§ **Your objective**
Copy the records below line for line, changing nothing.

(Entries on locating named things)
*****

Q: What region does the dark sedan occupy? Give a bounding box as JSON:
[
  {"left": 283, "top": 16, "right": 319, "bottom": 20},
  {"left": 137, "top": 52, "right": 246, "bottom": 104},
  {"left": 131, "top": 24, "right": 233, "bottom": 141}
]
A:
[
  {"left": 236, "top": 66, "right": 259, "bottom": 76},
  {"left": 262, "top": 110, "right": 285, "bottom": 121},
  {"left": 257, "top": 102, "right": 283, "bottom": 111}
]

*****

§ **Response to the exercise**
Q: What region does the dark sedan occupy? Give a bounding box as JSON:
[
  {"left": 283, "top": 16, "right": 319, "bottom": 20},
  {"left": 137, "top": 52, "right": 246, "bottom": 104},
  {"left": 131, "top": 24, "right": 233, "bottom": 141}
]
A:
[
  {"left": 236, "top": 66, "right": 259, "bottom": 76},
  {"left": 262, "top": 110, "right": 285, "bottom": 121},
  {"left": 257, "top": 102, "right": 283, "bottom": 111}
]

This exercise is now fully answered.